The question is whether this view of culture and identity conforms to reality. Among social scientists the idea that these categories are social constructs is winning ground. Some social scientists working on migration conclude that this means that culture and identity are fully determined by structural factors and are devoid of any capability of determining the outcome of socio-economic processes. There is, however, much to be said for a more dynamic view of culture and identity. For instance, it may be true that culture, as a collective inventory of meanings and values, is determined by the experience of social reality, but in its turn it also determines the way this reality is perceived. In other words, there is an element of continuity in culture: cultural patterns can survive even when structural constraints change. This has to do with the process of reification that takes place when culture and identity are communicated. What we find interesting is the way selections are being made: we appear to be able to ‘forget’ one part of our identity, to change another and to retain a third, in a process that is dependent on the context and often takes place unconsciously.

Migration of people is an outstanding example of a circumstance in which we see the dynamics at work, as the first two papers of this session will show. The exposure to a different culture and the sense of uprooting which life in a very different environment entails, are transforming the culture and identity of migrants, and in fact also other aspects of their life. However, it is not just the migrants who are involved: the receptor society and its identity is also transforming in the process. The third paper will show that similar dynamics can be observed when it is ideas and customs rather than people that migrate. Ideas and customs brought to a region by tradesmen, missionaries, or other means may lead local people to adapt to a new dominant culture. In each of the three case studies, it needs to be determined which patterns change and which remain, and the mix of change and continuity has to be explained.

The first two papers discuss Muslims and Christians who emigrated from the Middle East to Europe. These migrants exchanged an environment with an Islamic majority for a secular, in many ways post-Christian one. The question is: which elements in their identity are of a static nature, which appear to have been changed, and which are altogether new? A central role is played by religion: migrants from the Middle East define themselves—or used to define themselves—often on the basis of religion. Religion does indeed play an important role in many of these people’s lives, but like other elements of culture, it is not exempt from change either. Moreover, it plays its role not in isolation, but rather within a context where other factors are also important.

Region annotation entries =
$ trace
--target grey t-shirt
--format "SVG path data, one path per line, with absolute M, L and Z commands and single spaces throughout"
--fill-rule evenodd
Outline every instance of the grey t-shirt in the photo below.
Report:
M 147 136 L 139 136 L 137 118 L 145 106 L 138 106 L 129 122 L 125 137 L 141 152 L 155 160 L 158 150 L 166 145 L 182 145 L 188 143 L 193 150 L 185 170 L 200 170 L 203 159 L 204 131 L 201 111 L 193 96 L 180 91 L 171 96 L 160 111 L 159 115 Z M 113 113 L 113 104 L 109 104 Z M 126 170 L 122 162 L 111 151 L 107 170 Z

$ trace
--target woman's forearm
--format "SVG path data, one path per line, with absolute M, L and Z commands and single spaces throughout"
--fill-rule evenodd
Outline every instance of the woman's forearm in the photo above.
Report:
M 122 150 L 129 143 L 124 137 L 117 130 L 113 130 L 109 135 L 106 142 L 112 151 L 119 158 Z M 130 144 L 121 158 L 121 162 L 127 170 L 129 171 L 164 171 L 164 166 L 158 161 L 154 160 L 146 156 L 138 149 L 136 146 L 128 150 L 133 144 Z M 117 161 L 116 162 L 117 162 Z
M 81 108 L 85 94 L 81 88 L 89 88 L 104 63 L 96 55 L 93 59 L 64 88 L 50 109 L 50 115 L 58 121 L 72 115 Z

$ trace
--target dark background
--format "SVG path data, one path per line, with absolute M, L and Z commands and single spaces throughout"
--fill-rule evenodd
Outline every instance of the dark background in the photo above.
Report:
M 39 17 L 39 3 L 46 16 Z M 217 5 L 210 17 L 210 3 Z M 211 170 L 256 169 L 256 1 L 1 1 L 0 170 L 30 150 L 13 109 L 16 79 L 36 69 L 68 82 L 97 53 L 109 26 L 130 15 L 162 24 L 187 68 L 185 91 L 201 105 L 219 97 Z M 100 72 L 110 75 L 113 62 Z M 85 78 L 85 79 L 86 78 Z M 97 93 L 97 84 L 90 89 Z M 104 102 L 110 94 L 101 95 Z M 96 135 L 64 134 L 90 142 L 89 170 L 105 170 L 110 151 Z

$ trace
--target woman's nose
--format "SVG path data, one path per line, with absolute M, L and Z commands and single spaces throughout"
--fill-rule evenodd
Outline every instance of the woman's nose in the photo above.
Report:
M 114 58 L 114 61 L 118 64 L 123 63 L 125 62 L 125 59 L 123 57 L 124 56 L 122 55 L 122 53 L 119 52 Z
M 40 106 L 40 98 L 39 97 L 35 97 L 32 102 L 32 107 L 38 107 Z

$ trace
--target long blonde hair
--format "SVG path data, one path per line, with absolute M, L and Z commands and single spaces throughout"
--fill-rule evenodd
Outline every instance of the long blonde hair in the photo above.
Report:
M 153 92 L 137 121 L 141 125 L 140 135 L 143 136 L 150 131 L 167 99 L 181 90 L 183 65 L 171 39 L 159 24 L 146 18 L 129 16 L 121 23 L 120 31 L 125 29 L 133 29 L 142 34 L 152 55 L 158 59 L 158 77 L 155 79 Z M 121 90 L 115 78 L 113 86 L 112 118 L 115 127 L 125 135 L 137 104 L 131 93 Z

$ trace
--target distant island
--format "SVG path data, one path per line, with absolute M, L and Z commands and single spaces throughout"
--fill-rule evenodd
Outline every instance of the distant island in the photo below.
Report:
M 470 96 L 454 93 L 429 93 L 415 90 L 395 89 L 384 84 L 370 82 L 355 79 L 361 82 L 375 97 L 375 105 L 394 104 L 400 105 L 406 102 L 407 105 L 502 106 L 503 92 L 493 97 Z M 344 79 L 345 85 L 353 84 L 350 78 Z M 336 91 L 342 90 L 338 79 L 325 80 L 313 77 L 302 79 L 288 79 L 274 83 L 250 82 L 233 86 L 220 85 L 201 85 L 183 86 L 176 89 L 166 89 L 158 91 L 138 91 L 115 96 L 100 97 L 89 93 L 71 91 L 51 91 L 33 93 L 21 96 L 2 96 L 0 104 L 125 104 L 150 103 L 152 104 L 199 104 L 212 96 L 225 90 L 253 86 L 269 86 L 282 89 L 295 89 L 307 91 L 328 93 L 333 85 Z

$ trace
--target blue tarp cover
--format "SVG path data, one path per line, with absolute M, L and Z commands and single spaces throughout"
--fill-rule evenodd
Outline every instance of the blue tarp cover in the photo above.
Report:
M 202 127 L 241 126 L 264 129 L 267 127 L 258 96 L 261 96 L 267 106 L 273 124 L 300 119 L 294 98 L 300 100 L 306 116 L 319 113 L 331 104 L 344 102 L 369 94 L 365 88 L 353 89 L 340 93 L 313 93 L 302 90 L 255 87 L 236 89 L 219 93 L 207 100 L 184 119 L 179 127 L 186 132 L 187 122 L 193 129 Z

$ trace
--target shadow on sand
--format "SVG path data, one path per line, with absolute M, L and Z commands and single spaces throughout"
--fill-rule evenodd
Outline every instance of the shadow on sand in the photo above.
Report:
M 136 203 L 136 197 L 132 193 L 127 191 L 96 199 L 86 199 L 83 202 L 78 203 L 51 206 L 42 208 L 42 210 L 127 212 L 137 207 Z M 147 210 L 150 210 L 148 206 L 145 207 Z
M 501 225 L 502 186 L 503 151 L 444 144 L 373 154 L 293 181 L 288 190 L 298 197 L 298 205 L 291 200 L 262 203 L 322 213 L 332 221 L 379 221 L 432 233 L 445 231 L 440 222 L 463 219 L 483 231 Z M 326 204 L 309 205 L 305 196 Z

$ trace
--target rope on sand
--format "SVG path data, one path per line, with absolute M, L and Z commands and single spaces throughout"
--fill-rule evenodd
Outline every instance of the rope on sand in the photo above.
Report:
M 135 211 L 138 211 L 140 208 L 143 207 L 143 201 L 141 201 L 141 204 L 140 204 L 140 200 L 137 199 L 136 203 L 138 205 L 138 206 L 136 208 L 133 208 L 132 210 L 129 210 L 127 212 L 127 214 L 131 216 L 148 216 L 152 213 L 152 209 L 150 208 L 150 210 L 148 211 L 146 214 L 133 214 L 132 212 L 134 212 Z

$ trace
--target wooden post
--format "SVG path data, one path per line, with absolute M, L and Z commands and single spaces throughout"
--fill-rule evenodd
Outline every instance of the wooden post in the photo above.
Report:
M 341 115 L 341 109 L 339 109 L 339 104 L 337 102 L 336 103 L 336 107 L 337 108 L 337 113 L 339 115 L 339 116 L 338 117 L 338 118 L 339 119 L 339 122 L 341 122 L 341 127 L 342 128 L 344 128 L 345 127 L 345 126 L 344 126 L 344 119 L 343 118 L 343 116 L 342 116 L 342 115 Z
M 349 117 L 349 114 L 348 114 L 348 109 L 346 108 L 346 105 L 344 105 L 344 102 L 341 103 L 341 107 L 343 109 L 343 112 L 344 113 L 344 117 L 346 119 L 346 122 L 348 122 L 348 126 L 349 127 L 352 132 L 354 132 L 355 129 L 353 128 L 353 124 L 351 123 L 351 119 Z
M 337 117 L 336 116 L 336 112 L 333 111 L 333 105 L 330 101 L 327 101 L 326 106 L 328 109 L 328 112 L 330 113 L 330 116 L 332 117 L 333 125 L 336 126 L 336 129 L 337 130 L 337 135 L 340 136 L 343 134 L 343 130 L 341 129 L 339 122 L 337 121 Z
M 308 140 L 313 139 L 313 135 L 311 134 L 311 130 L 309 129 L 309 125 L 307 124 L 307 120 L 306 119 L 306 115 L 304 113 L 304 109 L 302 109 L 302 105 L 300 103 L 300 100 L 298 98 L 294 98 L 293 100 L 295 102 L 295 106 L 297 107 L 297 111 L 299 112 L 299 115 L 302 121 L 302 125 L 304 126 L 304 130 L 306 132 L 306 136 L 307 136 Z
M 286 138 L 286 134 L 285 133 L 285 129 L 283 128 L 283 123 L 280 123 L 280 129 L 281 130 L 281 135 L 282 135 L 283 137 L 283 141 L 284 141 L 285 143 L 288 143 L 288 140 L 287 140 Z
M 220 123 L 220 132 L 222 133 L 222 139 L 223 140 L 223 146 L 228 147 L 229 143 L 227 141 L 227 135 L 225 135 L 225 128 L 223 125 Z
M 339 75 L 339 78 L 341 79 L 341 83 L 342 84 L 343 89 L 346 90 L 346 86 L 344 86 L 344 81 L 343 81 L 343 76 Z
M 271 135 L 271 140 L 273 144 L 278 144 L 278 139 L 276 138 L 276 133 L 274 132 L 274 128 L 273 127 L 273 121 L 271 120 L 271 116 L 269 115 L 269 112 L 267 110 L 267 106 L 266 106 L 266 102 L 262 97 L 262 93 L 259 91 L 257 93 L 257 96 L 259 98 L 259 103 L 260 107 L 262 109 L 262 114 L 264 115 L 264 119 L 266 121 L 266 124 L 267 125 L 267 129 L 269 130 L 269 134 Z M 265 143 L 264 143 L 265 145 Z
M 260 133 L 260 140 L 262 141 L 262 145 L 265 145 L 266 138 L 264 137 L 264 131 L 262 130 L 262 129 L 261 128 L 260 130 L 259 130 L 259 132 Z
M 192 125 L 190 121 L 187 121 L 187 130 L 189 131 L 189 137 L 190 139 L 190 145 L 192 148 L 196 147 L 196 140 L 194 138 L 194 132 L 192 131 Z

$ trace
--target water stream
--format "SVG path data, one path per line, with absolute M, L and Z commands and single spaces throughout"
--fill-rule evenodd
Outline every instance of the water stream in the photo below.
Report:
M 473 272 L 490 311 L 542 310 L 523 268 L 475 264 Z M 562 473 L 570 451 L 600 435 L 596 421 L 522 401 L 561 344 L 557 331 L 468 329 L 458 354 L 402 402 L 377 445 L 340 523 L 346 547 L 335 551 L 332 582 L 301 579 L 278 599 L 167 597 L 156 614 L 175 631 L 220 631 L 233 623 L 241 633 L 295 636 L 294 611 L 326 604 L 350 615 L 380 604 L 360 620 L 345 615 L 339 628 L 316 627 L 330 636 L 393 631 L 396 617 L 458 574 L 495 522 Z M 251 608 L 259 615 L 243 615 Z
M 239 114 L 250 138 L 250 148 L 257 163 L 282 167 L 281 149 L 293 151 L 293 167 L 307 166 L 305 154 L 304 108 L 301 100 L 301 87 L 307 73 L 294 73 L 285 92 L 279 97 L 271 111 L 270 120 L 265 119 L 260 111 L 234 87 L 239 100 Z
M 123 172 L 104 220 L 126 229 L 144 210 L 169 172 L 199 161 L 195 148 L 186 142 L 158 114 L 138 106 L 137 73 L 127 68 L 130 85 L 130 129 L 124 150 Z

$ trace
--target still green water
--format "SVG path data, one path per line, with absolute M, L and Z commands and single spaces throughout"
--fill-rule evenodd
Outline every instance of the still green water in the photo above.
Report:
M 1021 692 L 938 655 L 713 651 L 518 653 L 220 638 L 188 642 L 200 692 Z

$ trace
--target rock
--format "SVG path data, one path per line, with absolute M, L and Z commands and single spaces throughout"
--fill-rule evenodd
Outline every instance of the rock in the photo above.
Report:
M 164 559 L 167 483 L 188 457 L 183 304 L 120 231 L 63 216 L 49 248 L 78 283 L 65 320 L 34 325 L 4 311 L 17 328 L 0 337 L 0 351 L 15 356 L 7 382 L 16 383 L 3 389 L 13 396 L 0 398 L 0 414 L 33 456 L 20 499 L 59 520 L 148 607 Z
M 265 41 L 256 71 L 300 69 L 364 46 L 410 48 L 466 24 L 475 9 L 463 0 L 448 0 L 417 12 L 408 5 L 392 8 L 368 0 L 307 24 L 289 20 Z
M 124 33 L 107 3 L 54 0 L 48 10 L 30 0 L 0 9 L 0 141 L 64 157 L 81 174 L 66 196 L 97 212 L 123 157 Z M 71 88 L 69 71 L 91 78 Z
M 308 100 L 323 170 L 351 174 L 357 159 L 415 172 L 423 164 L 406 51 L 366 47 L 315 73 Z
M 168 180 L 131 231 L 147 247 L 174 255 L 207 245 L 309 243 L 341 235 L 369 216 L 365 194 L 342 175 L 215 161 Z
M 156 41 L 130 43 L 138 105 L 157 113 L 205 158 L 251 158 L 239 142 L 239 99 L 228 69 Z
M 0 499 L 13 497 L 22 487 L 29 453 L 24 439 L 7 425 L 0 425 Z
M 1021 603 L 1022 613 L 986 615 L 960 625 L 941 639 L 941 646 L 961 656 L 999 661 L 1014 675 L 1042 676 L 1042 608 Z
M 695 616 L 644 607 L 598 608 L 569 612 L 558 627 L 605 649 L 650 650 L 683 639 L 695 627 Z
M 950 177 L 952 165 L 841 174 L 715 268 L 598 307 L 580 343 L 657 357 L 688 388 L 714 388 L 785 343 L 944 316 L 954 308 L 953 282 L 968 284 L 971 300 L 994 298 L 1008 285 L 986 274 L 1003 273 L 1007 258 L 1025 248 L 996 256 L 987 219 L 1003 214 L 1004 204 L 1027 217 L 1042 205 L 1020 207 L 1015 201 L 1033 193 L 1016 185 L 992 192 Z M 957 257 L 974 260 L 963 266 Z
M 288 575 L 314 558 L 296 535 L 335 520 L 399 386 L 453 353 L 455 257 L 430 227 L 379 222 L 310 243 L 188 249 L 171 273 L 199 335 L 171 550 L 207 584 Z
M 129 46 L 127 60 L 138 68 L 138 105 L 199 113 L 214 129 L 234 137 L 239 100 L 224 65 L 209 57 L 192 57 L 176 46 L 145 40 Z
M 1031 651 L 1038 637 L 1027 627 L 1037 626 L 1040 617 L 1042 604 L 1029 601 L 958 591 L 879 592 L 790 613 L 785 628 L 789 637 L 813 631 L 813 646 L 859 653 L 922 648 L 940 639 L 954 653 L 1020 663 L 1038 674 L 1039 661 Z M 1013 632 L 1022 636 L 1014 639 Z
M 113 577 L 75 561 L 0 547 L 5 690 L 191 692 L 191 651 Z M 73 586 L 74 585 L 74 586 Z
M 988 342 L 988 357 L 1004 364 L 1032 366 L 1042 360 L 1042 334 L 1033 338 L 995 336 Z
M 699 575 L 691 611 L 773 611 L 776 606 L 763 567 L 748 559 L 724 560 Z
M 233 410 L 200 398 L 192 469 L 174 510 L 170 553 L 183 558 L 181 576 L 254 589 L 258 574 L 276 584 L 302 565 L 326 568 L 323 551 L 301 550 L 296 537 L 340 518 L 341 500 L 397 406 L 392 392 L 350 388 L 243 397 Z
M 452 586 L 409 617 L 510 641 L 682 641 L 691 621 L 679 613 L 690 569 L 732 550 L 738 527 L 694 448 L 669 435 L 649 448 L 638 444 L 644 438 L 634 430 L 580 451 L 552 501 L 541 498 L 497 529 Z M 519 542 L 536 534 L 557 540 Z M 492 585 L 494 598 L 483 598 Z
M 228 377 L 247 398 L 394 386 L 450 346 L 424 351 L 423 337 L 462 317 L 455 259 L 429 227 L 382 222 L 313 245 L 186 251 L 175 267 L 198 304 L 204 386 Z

Short exercise 1 =
Write out the part of the passage on culture, identity and migration that begins at the words "The first two papers discuss" and stops after the words "are also important.".
Short exercise 2 =
Continue the passage on culture, identity and migration from the point where it stops.
The records are material apart from the passage on culture, identity and migration.

Result 1 =
The first two papers discuss Muslims and Christians who emigrated from the Middle East to Europe. These migrants exchanged an environment with an Islamic majority for a secular, in many ways post-Christian one. The question is: which elements in their identity are of a static nature, which appear to have been changed, and which are altogether new? A central role is played by religion: migrants from the Middle East define themselves—or used to define themselves—often on the basis of religion. Religion does indeed play an important role in many of these people’s lives, but like other elements of culture, it is not exempt from change either. Moreover, it plays its role not in isolation, but rather within a context where other factors are also important.

Result 2 =
The third paper in this session gives an example of ‘migrating’ ideas. It discusses the events in central sudanic Africa following the introduction of the use of tobacco as well as the spread of Islam in the region. Tobacco and Islam represented two different cultures that moved into the area and were put in opposition to each other in a way that was specific to the local environment.

Format of the session. After a short introduction three 20-minute presentations will be held. A senior scholar will act as discussant. After each presentation he or she will give a first reaction, which is followed by general discussion.

Presenters:

Nathal M. Dessing (Leiden Institute for Religious Studies): Forms and Elements of Religiosity in Dutch Muslim Women’s Groups

Naures Atto (Leiden Institute for Religious Studies): The Dynamics of Shame ('aibo) and Sin (htitho) among Assyrians/Syriacs in Europe

Dorrit van Dalen (Leiden Institute for Area Studies): Choosing an Identity: Tobacco in 17th-Century Central Sudanic Africa

Discussant: Petra Sijpesteijn

 

 

Session 3: Round Table - Current Trends in Global Heritage Management

Current Trends in Global Heritage Management

Convenors: Peter Pels (Cultural Anthropology and Development Sociology) & Carolyn Nakamura (Leiden Global Interactions Research Profile)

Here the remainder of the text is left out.